:: Seite

Wer bin ich?
Eine kleine Begegnung mit Ramana Maharshi - und mit dir selbst
Kürzlich erzählte mir jemand, dass ihn seit vielen Jahren eine einzige Frage begleitet: Wer bin ich?
Genau diese Frage hat auch das Leben eines indischen Weisen geprägt:
Ramana Maharshi.
Wenn du magst, lass uns einen Moment mit dieser Frage sitzen.
Wer war dieser Mensch?
Und warum berührt seine Suche noch heute so viele?
Ramana Maharshi wurde 1879 im Süden Indiens geboren.
Er war weder Gelehrter, noch Mönch, noch Philosoph.
Mit sechzehn Jahren erlebte er etwas, das sein Leben radikal verändern sollte:
Er wurde plötzlich von heftiger Todesangst gepackt.

::::

_Aufgabe A_
In welchem Jahr wurde Ramana Maharshi laut dem Text über Ramana Maharshi geboren?
_Aufgabe B_
Schreibe aus dem Text über Ramana Maharshi die Passage wortgetreu ab: Beginne bei den Worten "Eine kleine Begegnung" und höre nach "Ramana Maharshi." auf.

:: Datensatzauszüge

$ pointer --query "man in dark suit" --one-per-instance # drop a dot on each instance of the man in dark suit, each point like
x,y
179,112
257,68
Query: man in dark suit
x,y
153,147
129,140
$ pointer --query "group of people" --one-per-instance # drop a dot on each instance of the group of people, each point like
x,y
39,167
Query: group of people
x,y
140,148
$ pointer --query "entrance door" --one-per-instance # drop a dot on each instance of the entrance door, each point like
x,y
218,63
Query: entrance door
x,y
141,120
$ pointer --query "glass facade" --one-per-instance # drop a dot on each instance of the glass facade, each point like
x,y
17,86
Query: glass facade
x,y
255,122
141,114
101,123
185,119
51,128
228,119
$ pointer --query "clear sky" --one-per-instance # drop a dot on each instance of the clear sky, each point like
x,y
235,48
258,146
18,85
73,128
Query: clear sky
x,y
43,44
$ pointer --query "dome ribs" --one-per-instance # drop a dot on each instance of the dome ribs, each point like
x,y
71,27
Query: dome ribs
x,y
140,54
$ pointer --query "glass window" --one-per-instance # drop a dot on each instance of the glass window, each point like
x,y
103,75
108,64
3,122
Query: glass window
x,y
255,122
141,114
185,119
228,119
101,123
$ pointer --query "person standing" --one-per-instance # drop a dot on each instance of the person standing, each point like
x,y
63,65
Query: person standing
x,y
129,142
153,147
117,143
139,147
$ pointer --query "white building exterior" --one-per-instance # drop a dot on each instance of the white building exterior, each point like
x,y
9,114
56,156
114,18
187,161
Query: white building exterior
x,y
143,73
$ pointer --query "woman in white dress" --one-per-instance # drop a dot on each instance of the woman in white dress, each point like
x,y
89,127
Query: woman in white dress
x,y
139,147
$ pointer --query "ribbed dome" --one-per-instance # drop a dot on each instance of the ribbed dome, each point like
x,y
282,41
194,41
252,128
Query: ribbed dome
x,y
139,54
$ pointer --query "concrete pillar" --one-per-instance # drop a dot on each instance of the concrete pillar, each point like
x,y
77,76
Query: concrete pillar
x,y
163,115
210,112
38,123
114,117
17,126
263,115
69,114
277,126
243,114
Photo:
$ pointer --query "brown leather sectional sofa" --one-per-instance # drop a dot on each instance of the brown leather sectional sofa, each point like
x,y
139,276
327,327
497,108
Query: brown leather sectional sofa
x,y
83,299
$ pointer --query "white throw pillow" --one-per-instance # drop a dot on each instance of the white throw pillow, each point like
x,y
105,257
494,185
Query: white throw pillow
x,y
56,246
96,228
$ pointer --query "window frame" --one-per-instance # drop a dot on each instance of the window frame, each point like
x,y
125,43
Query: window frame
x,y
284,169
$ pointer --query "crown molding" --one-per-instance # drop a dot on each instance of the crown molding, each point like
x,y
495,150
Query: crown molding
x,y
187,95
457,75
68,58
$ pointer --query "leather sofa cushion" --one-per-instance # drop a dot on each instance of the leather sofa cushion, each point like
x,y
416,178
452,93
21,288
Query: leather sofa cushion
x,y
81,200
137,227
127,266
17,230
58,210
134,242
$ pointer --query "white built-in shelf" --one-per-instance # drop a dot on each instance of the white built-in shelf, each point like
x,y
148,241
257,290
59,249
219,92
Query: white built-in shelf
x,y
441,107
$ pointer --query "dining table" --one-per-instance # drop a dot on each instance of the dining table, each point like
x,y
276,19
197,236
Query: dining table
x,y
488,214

::::

_Lösung A_
1879

_Lösung B_
Eine kleine Begegnung mit Ramana Maharshi - und mit dir selbst
Kürzlich erzählte mir jemand, dass ihn seit vielen Jahren eine einzige Frage begleitet: Wer bin ich?
Genau diese Frage hat auch das Leben eines indischen Weisen geprägt:
Ramana Maharshi.